• STATED TASK: The records below should be written out again, exactly.

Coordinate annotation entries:
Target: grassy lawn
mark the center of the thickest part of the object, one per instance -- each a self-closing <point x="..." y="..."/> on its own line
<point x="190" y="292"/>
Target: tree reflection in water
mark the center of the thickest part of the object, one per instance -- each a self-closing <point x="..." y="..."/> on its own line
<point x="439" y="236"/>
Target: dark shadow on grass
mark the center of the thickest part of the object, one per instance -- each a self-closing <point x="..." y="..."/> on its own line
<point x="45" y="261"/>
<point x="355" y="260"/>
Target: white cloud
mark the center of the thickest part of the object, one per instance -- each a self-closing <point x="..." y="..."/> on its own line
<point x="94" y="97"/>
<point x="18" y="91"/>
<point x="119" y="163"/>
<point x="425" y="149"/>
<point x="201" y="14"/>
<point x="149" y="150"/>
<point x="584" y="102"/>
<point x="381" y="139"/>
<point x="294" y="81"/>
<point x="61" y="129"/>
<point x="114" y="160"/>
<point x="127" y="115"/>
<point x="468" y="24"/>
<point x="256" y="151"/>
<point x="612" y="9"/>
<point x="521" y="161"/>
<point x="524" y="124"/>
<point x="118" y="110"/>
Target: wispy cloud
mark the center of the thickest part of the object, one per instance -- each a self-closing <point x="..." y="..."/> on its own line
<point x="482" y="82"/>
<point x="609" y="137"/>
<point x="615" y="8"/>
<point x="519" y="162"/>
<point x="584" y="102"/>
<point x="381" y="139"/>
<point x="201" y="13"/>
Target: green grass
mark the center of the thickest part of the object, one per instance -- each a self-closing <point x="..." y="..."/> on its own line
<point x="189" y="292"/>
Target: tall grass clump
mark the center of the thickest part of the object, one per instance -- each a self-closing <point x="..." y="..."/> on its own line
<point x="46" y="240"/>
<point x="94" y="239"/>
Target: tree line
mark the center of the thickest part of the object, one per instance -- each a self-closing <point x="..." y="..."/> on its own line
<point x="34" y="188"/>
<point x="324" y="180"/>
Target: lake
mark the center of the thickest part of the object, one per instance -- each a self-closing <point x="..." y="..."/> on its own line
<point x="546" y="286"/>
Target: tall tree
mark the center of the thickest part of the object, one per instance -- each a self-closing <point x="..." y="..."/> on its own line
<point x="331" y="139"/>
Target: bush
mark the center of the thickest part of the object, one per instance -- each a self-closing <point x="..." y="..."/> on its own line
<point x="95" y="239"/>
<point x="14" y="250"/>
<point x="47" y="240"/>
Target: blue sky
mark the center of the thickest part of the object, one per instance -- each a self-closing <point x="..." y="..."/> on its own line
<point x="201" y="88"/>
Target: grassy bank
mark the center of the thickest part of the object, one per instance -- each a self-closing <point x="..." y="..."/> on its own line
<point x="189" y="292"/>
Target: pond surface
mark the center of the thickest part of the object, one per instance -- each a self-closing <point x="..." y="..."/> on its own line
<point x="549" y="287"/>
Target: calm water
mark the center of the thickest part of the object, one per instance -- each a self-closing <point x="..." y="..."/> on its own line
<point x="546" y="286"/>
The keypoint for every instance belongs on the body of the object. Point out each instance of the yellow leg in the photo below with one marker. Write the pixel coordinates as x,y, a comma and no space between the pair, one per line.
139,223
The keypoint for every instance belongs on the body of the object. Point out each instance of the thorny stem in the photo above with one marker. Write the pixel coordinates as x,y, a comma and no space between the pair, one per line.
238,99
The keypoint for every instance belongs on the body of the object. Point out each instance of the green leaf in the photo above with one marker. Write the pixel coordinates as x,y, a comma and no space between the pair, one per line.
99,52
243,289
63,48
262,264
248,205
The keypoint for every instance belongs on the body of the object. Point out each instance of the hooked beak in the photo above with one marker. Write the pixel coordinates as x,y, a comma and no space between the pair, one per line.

• WRITTEN SOLUTION:
Target: grassy lawn
mark the center of the thickest part of the object, one per instance -- each a self-closing <point x="..." y="..."/> on its own line
<point x="190" y="292"/>
Target: tree reflection in water
mark the center of the thickest part of the object, one per instance -- each a self-closing <point x="..." y="..."/> on its own line
<point x="439" y="236"/>
Target: dark shadow on grass
mark the center of the thickest part of the object, one per instance -- each a self-closing <point x="..." y="..."/> on its own line
<point x="45" y="261"/>
<point x="355" y="260"/>
Target: white cloud
mark the center of the thickest part of the object, one per instance -- each a self-closing <point x="..." y="..."/> on its own line
<point x="94" y="97"/>
<point x="18" y="91"/>
<point x="119" y="163"/>
<point x="425" y="149"/>
<point x="201" y="14"/>
<point x="149" y="150"/>
<point x="584" y="102"/>
<point x="381" y="139"/>
<point x="294" y="81"/>
<point x="61" y="129"/>
<point x="114" y="160"/>
<point x="127" y="115"/>
<point x="468" y="24"/>
<point x="256" y="151"/>
<point x="612" y="9"/>
<point x="521" y="161"/>
<point x="524" y="124"/>
<point x="118" y="110"/>
Target: wispy cloud
mark the center of the thickest part of the object, one per instance -- each a self-closing <point x="..." y="..."/> on its own line
<point x="482" y="82"/>
<point x="609" y="137"/>
<point x="615" y="8"/>
<point x="519" y="162"/>
<point x="584" y="102"/>
<point x="381" y="139"/>
<point x="201" y="13"/>
Target: green grass
mark the center of the thickest part of the object, one per instance -- each a self-closing <point x="..." y="..."/> on its own line
<point x="189" y="292"/>
Target: tall grass clump
mark the center of the thickest part of the object, one per instance -- each a self-closing <point x="..." y="..."/> on its own line
<point x="46" y="240"/>
<point x="94" y="239"/>
Target: tree line
mark the center of the thickest part of the object, one per instance -- each a self-closing <point x="..." y="..."/> on its own line
<point x="34" y="188"/>
<point x="324" y="180"/>
Target: lake
mark the center of the thickest part of the object, one per instance -- each a self-closing <point x="..." y="..."/> on its own line
<point x="546" y="286"/>
Target: tall tree
mark the center of the thickest part of the object, one per instance -- each a self-closing <point x="..." y="..."/> on its own line
<point x="331" y="139"/>
Target: bush
mark the center of the thickest part of the object, one per instance -- each a self-closing <point x="..." y="..."/> on its own line
<point x="95" y="239"/>
<point x="14" y="250"/>
<point x="47" y="240"/>
Target: blue sky
mark the center of the thickest part of the object, one per instance -- each a self-closing <point x="..." y="..."/> on its own line
<point x="201" y="88"/>
Target: grassy bank
mark the center of the thickest part of the object, one per instance -- each a self-closing <point x="..." y="..."/> on its own line
<point x="189" y="292"/>
Target: pond surface
mark the center of the thickest part of the object, one per instance -- each a self-closing <point x="..." y="..."/> on its own line
<point x="549" y="287"/>
Target: calm water
mark the center of the thickest part of the object, one per instance -- each a self-closing <point x="..." y="..."/> on its own line
<point x="546" y="286"/>
The keypoint for every instance belongs on the body of the object. Point out each instance of the yellow leg in the photo below with one marker. Write the pixel coordinates as x,y, a comma and no space between the pair, one per line.
139,223
The keypoint for every instance belongs on the body of the object. Point out each instance of the thorny stem in the photo above with one marker. Write the pixel coordinates as x,y, a comma and no space between the pair, one per line.
238,99
The keypoint for every instance belongs on the body of the object. Point out each instance of the green leaf in the photo above with one marker. Write the pixel coordinates as x,y, a comma and no space between the pair, one per line.
99,52
243,289
63,48
262,264
248,205
The keypoint for every instance belongs on the body of the object. Point out each instance of the hooked beak in the photo above with one marker. Write the pixel coordinates as x,y, a comma and no space between the pair, one per line.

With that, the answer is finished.